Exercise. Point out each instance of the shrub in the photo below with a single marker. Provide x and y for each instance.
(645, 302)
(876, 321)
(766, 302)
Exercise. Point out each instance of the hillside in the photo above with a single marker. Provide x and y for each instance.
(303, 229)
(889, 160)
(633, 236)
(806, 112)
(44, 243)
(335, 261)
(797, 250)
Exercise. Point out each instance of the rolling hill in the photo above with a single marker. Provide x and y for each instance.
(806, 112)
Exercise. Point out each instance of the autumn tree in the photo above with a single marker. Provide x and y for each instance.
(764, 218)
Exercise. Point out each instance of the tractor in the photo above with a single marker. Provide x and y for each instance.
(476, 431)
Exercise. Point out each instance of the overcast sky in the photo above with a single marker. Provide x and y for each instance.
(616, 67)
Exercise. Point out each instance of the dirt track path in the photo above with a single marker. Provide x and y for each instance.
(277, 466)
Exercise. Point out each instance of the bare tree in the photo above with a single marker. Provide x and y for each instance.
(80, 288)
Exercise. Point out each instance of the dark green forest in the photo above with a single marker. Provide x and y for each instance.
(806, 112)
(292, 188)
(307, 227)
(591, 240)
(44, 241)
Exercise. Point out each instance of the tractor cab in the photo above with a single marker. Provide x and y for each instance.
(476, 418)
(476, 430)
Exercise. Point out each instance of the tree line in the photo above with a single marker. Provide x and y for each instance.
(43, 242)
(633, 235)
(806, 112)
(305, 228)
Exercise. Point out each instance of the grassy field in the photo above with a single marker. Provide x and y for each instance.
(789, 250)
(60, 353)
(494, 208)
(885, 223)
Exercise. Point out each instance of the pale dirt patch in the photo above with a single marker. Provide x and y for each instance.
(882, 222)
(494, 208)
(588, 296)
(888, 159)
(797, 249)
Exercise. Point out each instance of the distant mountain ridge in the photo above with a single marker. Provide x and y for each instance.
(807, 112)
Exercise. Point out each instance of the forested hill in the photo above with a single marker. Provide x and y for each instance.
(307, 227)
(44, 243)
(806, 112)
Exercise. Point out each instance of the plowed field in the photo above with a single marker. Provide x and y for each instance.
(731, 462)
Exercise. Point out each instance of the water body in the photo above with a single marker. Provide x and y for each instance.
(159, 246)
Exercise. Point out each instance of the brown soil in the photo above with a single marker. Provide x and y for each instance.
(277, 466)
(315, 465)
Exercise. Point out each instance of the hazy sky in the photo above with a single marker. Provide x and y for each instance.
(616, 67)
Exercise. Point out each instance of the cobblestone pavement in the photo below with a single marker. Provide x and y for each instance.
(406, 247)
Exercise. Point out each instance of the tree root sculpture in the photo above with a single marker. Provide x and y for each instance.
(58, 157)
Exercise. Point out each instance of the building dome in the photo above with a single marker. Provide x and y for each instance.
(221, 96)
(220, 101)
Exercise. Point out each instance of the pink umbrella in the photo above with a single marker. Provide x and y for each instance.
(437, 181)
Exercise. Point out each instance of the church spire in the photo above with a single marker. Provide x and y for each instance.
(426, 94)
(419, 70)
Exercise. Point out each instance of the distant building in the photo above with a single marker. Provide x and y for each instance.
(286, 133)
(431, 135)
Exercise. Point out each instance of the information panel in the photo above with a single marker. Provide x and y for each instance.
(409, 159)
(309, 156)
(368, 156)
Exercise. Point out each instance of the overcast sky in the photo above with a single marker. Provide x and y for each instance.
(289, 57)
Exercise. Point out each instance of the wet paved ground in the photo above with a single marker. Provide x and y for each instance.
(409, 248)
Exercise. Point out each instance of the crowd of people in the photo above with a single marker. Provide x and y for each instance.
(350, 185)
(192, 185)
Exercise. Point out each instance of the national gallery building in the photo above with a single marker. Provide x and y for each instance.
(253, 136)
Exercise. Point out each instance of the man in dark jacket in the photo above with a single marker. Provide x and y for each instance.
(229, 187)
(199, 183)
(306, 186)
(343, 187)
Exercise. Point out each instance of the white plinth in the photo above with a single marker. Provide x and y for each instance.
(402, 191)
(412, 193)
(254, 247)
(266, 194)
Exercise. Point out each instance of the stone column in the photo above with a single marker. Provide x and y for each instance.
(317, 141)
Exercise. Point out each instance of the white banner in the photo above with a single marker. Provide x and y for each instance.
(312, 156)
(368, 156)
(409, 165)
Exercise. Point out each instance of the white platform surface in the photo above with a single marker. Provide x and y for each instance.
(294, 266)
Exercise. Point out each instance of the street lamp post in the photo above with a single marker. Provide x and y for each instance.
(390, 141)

-----

DIRECTIVE:
Format every line of the data above as a Markdown table with the columns "Row" and "Data line," and omit any blank lines.

SOLUTION FOR THIS PROBLEM:
| Row | Data line |
|---|---|
| 1 | Exercise. Point out each instance of the shrub in the photo below with a single marker. Provide x and y for each instance. |
| 2 | (645, 302) |
| 3 | (876, 321) |
| 4 | (766, 302) |
| 5 | Exercise. Point out each instance of the hillside in the photo above with a single marker. Provide x and y for each instance. |
| 6 | (303, 229) |
| 7 | (889, 160) |
| 8 | (633, 236) |
| 9 | (806, 112) |
| 10 | (44, 243) |
| 11 | (335, 261) |
| 12 | (797, 250) |
| 13 | Exercise. Point out each instance of the rolling hill in the photo above with a single marker. Provide x and y for each instance. |
| 14 | (806, 112) |
| 15 | Exercise. Point out each instance of the autumn tree in the photo above with a single marker. Provide x and y for each instance. |
| 16 | (764, 218) |
| 17 | Exercise. Point out each instance of the tractor in the photo above with a single marker. Provide x and y for each instance. |
| 18 | (476, 431) |
| 19 | Exercise. Point out each instance of the overcast sky in the photo above with a single marker. Provide x and y for each instance. |
| 20 | (616, 67) |
| 21 | Exercise. Point out each instance of the dirt track path in the photo above with a single marker. Provide x and y for each instance. |
| 22 | (277, 466) |
| 23 | Exercise. Point out each instance of the bare tree in the photo above with a single marker. Provide x and y for each instance. |
| 24 | (80, 288) |
| 25 | Exercise. Point out each instance of the dark green forest in the photo above with a single marker. Provide x and y for each instance. |
| 26 | (806, 112) |
| 27 | (292, 188) |
| 28 | (307, 227) |
| 29 | (591, 240) |
| 30 | (44, 241) |
| 31 | Exercise. Point out each instance of the tractor cab in the photo above with a single marker. Provide x and y for each instance. |
| 32 | (476, 418) |
| 33 | (476, 430) |
| 34 | Exercise. Point out each instance of the tree line in the photo above with a single marker. Provide x and y for each instance. |
| 35 | (43, 242) |
| 36 | (633, 235) |
| 37 | (806, 112) |
| 38 | (305, 228) |
| 39 | Exercise. Point out each instance of the grassy field in the photo above with a single marker. Provide x and y for each instance. |
| 40 | (789, 250) |
| 41 | (60, 353) |
| 42 | (494, 208) |
| 43 | (885, 223) |
| 44 | Exercise. Point out each instance of the pale dirt patch in the photo above with a single marker. Provide x and y for each instance. |
| 45 | (882, 222) |
| 46 | (494, 208) |
| 47 | (588, 296) |
| 48 | (888, 159) |
| 49 | (797, 249) |
| 50 | Exercise. Point out each instance of the distant mountain ridge in the photo above with a single marker. Provide x and y for each instance. |
| 51 | (807, 112) |
| 52 | Exercise. Point out each instance of the forested hill in the photo above with a single marker. Provide x and y for each instance. |
| 53 | (307, 227) |
| 54 | (44, 243) |
| 55 | (806, 112) |
| 56 | Exercise. Point out each instance of the plowed field in the photo above with a single marker. Provide x and y for each instance. |
| 57 | (731, 462) |
| 58 | Exercise. Point out each instance of the water body in the photo above with a single marker. Provide x and y for each instance. |
| 59 | (159, 246) |
| 60 | Exercise. Point out each instance of the brown soil in the photo above with a single marker. Provide x and y for each instance. |
| 61 | (277, 466) |
| 62 | (315, 465) |
| 63 | Exercise. Point out each instance of the hazy sky in the photo above with a single marker. Provide x and y for each instance. |
| 64 | (616, 67) |
| 65 | Exercise. Point out each instance of the cobblestone pavement in the photo below with a single marker. Provide x and y for each instance. |
| 66 | (406, 247) |
| 67 | Exercise. Point out each instance of the tree root sculpture in the photo above with a single marker. Provide x and y for each instance. |
| 68 | (58, 157) |
| 69 | Exercise. Point out each instance of the building dome in the photo above with a single marker. Provide x and y for each instance. |
| 70 | (221, 96) |
| 71 | (220, 101) |
| 72 | Exercise. Point out each instance of the pink umbrella in the photo above with a single marker. Provide x and y for each instance. |
| 73 | (437, 181) |
| 74 | Exercise. Point out each instance of the church spire in the photo above with a single marker. Provide x and y for each instance. |
| 75 | (426, 94) |
| 76 | (419, 70) |
| 77 | Exercise. Point out each instance of the distant building in the photo above with a single marker. Provide x and y for each instance. |
| 78 | (286, 133) |
| 79 | (431, 135) |
| 80 | Exercise. Point out each instance of the information panel in the photo above with a single marker. Provide x and y for each instance. |
| 81 | (409, 159) |
| 82 | (309, 156) |
| 83 | (368, 156) |
| 84 | Exercise. Point out each instance of the overcast sky in the photo above with a single marker. Provide x and y for each instance. |
| 85 | (289, 57) |
| 86 | Exercise. Point out each instance of the wet paved ground in the photo above with a single marker. Provide x and y for each instance. |
| 87 | (409, 248) |
| 88 | Exercise. Point out each instance of the crowd of people in the photo above with a single marker. Provide x and y for each instance. |
| 89 | (350, 185) |
| 90 | (192, 185) |
| 91 | Exercise. Point out each instance of the national gallery building in the photo above with a single marker. Provide x and y for each instance. |
| 92 | (253, 136) |
| 93 | Exercise. Point out each instance of the man in dark jacket in the photo above with a single marker. Provide x and y for each instance. |
| 94 | (229, 187) |
| 95 | (199, 183) |
| 96 | (306, 186) |
| 97 | (343, 187) |
| 98 | Exercise. Point out each instance of the white plinth in the photo above with a single marker. Provide x and y for each instance. |
| 99 | (402, 191) |
| 100 | (412, 193) |
| 101 | (254, 247) |
| 102 | (266, 194) |
| 103 | Exercise. Point out each instance of the stone column in the photo above with a single marker. Provide x and y for each instance. |
| 104 | (317, 141) |
| 105 | Exercise. Point out each instance of the white banner in the photo above with a single marker. Provide x and y for each instance. |
| 106 | (312, 156) |
| 107 | (368, 156) |
| 108 | (409, 165) |
| 109 | Exercise. Point out each instance of the white platform surface in the photo above with a single marker. Provide x and y for each instance. |
| 110 | (294, 266) |
| 111 | Exercise. Point out each instance of the street lamp post in the photo above with a single marker. Provide x and y for each instance. |
| 112 | (390, 141) |